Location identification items
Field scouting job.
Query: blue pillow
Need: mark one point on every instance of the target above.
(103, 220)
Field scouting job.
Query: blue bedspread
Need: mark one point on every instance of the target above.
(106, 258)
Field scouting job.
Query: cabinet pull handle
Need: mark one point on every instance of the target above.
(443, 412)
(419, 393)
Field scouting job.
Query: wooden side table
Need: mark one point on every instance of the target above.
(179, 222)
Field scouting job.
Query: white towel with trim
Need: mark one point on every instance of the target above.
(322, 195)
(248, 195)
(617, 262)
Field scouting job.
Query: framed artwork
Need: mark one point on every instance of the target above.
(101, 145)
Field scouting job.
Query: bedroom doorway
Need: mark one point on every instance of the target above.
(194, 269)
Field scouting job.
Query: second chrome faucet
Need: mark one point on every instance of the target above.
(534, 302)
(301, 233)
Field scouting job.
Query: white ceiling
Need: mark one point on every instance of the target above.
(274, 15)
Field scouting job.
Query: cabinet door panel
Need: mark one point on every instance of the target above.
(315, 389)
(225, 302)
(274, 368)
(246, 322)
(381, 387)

→ WRITTEN PROBLEM: Reproduce all of the records above word for word, keeping every line in its original order.

→ TASK SOLUTION:
Field scouting job.
Query: blue pillow
Need: mark one point on every instance of the target above.
(103, 220)
Field scouting job.
Query: blue bedspread
Need: mark one point on every instance of the target above.
(106, 258)
Field scouting job.
Query: cabinet pull handle
Need: mark one point on every instance of the target above.
(443, 412)
(419, 393)
Field scouting job.
Query: wooden side table
Need: mark one point on every instance of the target above.
(179, 222)
Field scouting job.
Query: white towel with trim
Need: mark one point on every instance of the target above.
(322, 195)
(248, 195)
(617, 262)
Field scouting job.
Query: framed artwork
Need: mark one point on every instance of the target above.
(101, 145)
Field scouting job.
Query: bedroom doorway
Need: mark one point on every instance of the target above.
(194, 269)
Field scouting job.
Query: second chrome faucet
Need: mark one point on every instance of the target above.
(534, 302)
(301, 233)
Field scouting job.
Query: white ceiling
Need: mark one point on every instance of the target above.
(274, 15)
Field scouting job.
Query: cabinet door panel
Need: mark one point on every instance of the target above.
(315, 389)
(225, 302)
(274, 368)
(246, 322)
(381, 387)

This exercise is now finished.